◆ **Text for analysis**:
Iron oxide with a spinel ferrite structure

Maghemite (Fe_{2}O_{3}, γ-Fe_{2}O_{3}) is a member of the family of iron oxides. It has the same formula as hematite, but the same spinel ferrite structure as magnetite (Fe3O4) and is also ferrimagnetic. It is sometimes spelled as "maghaemite".

Maghemite can be considered as an Fe(II)-deficient magnetite with formula
$\left(\ce{Fe^{III}8}\right)_A\left[\ce{Fe^{III}_{40/3}\square_{8/3}}\right]_B\ce{O32}$
 where
$\square$ represents a vacancy, A indicates tetrahedral and B octahedral positioning.

==Occurrence==
Maghemite forms by weathering or low-temperature oxidation of spinels containing iron(II) such as magnetite or titanomagnetite. Maghemite can also form through dehydration and transformation of certain iron oxyhydroxide minerals, such as lepidocrocite and ferrihydrite. It occurs as widespread brown or yellow pigment in terrestrial sediments and soils. It is associated with magnetite, ilmenite, anatase, pyrite, marcasite, lepidocrocite and goethite. It is known to also form in areas that have been subjected to bushfires (particularly in the Leonora area of Western Australia) magnetising iron minerals.

Maghemite was named in 1927 for an occurrence at the Iron Mountain Mine, northwest of Redding, Shasta County, California. The name alludes to somewhat intermediate character between magnetite and hematite. It can appear blue with a grey shade, white, or brown. It has isometric crystals. Maghemite is formed by the topotactic oxidation of magnetite.

◆ **Your tasks**:
A – Using the maghemite text, explain in one to three sentences why the mineral was given the name maghemite.
B – Please carry the maghemite text forward with the next few sentences, starting right after its last line.

[Natural-language object grounding data]
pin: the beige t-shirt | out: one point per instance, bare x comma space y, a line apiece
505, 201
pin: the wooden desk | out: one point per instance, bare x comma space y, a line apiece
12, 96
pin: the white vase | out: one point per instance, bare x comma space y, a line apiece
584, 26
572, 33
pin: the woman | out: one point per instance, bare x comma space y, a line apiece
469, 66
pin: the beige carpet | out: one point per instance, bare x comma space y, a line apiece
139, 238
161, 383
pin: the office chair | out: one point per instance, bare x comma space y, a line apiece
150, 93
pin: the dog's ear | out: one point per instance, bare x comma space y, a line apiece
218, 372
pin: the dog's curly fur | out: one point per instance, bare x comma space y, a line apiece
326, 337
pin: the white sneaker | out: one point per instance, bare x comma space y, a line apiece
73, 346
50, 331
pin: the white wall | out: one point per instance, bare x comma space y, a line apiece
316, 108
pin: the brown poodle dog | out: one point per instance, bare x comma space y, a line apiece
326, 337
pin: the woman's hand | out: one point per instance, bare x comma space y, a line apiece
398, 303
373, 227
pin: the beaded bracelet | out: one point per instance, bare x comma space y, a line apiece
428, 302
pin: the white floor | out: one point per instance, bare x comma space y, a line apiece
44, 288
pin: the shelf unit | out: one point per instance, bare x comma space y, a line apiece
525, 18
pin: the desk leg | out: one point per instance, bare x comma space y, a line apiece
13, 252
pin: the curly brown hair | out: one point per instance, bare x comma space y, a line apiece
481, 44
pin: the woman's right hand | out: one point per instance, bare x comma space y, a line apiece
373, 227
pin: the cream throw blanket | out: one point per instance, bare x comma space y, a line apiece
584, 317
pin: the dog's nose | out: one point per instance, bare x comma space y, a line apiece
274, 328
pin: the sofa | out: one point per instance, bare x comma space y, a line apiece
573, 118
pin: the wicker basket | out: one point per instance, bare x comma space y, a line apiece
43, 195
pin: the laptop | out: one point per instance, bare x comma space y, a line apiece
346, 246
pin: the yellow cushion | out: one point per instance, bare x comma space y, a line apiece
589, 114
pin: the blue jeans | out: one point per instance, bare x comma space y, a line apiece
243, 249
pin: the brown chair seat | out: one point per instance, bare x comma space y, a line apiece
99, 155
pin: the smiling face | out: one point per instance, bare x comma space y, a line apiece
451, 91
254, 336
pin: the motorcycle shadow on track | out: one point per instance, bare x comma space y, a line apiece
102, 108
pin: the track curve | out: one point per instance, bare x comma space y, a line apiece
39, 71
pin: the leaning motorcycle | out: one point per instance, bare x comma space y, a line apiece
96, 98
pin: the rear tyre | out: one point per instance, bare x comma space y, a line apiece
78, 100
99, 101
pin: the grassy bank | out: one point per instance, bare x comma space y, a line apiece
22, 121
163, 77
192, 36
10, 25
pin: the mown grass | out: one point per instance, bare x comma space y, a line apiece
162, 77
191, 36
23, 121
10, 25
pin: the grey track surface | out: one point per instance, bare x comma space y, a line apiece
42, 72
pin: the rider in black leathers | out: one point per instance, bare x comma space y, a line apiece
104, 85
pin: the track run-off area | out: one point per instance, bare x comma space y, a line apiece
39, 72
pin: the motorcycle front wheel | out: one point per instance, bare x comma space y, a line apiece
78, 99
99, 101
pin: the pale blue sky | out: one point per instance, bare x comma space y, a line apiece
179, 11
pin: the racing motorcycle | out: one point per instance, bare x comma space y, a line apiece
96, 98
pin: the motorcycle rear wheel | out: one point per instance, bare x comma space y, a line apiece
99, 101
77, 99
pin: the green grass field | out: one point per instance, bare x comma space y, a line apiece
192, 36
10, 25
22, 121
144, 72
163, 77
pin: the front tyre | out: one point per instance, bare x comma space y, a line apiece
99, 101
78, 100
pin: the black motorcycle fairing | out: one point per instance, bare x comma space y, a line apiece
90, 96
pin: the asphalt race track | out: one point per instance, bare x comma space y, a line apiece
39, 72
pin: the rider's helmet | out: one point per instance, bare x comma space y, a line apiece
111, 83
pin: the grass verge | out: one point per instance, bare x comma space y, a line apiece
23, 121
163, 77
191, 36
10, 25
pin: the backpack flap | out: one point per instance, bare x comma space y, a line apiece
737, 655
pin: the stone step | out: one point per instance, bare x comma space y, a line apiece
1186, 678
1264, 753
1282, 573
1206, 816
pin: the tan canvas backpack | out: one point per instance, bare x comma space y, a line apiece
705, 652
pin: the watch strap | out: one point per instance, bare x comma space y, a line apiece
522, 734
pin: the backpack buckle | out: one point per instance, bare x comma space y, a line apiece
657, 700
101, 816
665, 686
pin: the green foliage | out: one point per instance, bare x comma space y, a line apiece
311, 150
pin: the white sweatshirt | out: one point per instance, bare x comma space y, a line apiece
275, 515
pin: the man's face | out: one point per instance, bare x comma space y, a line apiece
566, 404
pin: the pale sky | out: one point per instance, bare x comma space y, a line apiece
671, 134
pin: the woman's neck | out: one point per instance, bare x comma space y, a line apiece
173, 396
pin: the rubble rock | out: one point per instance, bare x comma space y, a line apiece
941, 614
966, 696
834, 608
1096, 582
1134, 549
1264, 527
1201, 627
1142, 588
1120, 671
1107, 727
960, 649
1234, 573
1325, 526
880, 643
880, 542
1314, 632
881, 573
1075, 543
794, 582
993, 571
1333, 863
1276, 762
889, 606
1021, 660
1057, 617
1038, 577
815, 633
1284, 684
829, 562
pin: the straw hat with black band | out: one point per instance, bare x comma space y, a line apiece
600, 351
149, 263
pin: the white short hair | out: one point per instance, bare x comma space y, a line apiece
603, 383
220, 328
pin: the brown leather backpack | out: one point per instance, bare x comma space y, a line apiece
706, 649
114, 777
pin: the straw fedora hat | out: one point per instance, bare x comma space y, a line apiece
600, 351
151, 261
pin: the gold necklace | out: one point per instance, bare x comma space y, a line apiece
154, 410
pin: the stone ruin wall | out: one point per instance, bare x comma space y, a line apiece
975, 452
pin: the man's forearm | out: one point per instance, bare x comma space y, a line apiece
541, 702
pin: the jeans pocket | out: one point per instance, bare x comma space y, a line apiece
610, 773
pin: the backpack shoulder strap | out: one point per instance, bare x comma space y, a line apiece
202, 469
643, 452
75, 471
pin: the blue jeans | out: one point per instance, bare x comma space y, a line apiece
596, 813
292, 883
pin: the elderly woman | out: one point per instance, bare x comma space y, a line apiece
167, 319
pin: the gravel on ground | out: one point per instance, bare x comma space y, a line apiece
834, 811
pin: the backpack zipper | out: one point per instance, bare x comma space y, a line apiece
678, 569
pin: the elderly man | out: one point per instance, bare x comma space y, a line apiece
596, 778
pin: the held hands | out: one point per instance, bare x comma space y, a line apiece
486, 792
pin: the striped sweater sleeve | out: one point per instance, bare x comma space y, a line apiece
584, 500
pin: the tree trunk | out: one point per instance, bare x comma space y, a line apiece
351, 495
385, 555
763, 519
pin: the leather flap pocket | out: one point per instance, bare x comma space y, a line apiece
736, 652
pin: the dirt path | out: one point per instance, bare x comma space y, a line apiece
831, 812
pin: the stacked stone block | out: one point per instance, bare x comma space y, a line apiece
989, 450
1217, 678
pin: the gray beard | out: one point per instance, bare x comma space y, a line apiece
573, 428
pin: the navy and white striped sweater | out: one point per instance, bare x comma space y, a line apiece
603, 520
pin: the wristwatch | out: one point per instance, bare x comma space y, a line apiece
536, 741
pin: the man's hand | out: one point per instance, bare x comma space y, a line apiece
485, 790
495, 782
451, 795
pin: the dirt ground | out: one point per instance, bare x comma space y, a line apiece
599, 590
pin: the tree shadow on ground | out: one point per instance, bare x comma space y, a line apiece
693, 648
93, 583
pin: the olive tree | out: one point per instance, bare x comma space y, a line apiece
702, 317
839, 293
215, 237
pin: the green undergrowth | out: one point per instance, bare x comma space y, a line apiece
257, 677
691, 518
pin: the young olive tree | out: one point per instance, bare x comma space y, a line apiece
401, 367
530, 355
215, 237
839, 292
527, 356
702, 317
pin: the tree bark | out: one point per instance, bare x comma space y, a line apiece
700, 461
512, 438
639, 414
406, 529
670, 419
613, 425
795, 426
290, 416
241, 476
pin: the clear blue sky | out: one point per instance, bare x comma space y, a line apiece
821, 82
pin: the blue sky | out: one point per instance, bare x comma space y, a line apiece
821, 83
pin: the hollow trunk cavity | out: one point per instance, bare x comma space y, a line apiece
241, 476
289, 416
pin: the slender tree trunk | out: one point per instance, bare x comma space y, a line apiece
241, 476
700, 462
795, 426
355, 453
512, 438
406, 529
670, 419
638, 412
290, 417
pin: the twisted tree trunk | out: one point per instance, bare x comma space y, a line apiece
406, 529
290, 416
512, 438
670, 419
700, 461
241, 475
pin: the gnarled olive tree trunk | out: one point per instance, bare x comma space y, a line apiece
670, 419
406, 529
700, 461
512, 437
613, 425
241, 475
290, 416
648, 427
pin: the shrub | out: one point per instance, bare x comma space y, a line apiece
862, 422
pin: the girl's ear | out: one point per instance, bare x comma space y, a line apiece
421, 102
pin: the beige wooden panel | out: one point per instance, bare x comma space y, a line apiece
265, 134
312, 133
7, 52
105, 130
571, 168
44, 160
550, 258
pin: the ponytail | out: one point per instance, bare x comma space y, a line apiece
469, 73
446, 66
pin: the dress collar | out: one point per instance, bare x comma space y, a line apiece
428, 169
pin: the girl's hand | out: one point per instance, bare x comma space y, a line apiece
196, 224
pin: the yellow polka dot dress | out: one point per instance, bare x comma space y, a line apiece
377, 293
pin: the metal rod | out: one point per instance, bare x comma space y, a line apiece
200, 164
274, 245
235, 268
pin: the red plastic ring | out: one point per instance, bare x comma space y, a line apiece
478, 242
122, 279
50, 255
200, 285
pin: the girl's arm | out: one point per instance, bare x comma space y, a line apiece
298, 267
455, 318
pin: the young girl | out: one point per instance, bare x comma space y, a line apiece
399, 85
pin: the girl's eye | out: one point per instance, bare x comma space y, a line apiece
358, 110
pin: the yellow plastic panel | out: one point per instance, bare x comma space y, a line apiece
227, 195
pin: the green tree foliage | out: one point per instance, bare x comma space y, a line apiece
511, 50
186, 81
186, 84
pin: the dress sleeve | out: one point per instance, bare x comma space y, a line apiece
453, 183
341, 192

◆ **Responses per task**:
A – The name alludes to maghemite's somewhat intermediate character between magnetite and hematite. It shares hematite's formula, Fe₂O₃, but has the same spinel ferrite structure as magnetite and is also ferrimagnetic.

B –
==Cation distribution==
There is experimental and theoretical evidence that Fe(III) cations and vacancies tend to be ordered in the octahedral sites, in a way that maximizes the homogeneity of the distribution and therefore minimizes the electrostatic energy of the crystal.

==Electronic structure==
Maghemite is a semiconductor with a bandgap of ca. 2 eV, although the precise value of the gap depends on the electron spin.

==Applications==
Maghemite exhibits ferrimagnetic ordering with a high Néel temperature (~950 K), which together with its low cost and chemical stability led to its wide application as a magnetic pigment in electronic recording media since the 1940s.

Maghemite nanoparticles are used in biomedicine, because they are biocompatible and non-toxic to humans, while their magnetism allows remote manipulation with external fields.

==As pollutant==
It was found in 2022 that high levels of maghemite particles small enough to enter the bloodstream if inhaled, some as small as five nanometres, were present in the London Underground transport system. The presence of the particles indicated that they are suspended for long periods due to poor ventilation, particularly on platforms. The health implications presented by the particles were not investigated.